> _ABOUT THIS EXERCISE_
Retype the passage on relative confidence estimation word for word, starting at "A newer research" and ending at "in its answers.".

(TEXT SHOWN)

A common method is absolute confidence estimation, where the model rates its confidence on a scale from 0 to 1. However, practice shows that LMs have difficulty estimating their confidence absolutely. The resulting values are often inaccurate and offer only limited benefit for assessing the correctness of the answers. Another disadvantage is the coarse granularity of the ratings, which makes differentiated assessment difficult.
A newer research approach therefore pursues relative confidence estimation. Here, questions are presented to the model in pairs, and it has to decide which question it feels more confident in answering correctly. This relative assessment of confidence circumvents the problems of absolute estimation and allows for a more precise assessment of reliability.
The functionality of relative confidence estimation can be compared to a tournament. Each question represents a "player," and the model's preferences correspond to the results of the individual "matches." Using ranking algorithms such as Elo rating or the Bradley-Terry model, these "match results" can be translated into confidence values. This creates a ranking of the questions, sorted by the model's confidence in its answers.
Studies have shown that relative confidence estimation leads to more reliable results than the absolute method. In various experiments with current LMs such as GPT-4, Gemini 1.5 Pro, and Llama 3.1 405B, relative confidence estimation was compared with absolute confidence estimation and self-consistency methods. The tests included 14 challenging tasks from the fields of STEM, social sciences, and commonsense reasoning. The results show that relative confidence estimation consistently delivers better results. Compared to direct absolute confidence estimation, it achieved an average improvement in AUC (Area under the ROC Curve) in selective classification of 3.5%. Compared to self-consistency approaches, the improvement was on average 1.7%.

(End TEXT SHOWN)
(DATA LISTING)

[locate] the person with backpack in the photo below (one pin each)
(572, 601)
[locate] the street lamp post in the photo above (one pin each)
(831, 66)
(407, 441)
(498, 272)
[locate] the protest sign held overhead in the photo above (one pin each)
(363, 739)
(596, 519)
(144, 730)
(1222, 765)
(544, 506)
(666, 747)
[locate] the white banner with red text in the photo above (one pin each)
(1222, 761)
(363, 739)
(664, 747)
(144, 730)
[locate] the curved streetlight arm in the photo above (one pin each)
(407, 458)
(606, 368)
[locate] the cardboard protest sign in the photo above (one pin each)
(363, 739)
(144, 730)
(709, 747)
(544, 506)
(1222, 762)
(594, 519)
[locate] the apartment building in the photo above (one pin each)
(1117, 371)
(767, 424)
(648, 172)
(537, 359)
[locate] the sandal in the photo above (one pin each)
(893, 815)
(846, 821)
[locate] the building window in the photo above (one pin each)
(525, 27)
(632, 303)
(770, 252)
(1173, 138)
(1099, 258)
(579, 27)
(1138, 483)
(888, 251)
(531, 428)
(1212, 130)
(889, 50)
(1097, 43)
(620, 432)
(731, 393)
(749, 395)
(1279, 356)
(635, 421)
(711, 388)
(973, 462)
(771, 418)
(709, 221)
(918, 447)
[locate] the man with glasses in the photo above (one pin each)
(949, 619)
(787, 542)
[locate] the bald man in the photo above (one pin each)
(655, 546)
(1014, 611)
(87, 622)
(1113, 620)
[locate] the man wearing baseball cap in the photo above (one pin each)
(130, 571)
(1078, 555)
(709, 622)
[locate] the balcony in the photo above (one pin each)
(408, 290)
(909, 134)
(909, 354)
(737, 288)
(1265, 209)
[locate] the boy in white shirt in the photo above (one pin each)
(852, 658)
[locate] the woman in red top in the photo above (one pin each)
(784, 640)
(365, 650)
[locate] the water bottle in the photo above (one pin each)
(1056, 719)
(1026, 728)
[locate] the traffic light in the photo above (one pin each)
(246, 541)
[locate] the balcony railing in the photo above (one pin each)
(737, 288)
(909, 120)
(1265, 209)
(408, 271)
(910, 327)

(End DATA LISTING)

> _ANSWER BOX_
A newer research approach therefore pursues relative confidence estimation. Here, questions are presented to the model in pairs, and it has to decide which question it feels more confident in answering correctly. This relative assessment of confidence circumvents the problems of absolute estimation and allows for a more precise assessment of reliability.
The functionality of relative confidence estimation can be compared to a tournament. Each question represents a "player," and the model's preferences correspond to the results of the individual "matches." Using ranking algorithms such as Elo rating or the Bradley-Terry model, these "match results" can be translated into confidence values. This creates a ranking of the questions, sorted by the model's confidence in its answers.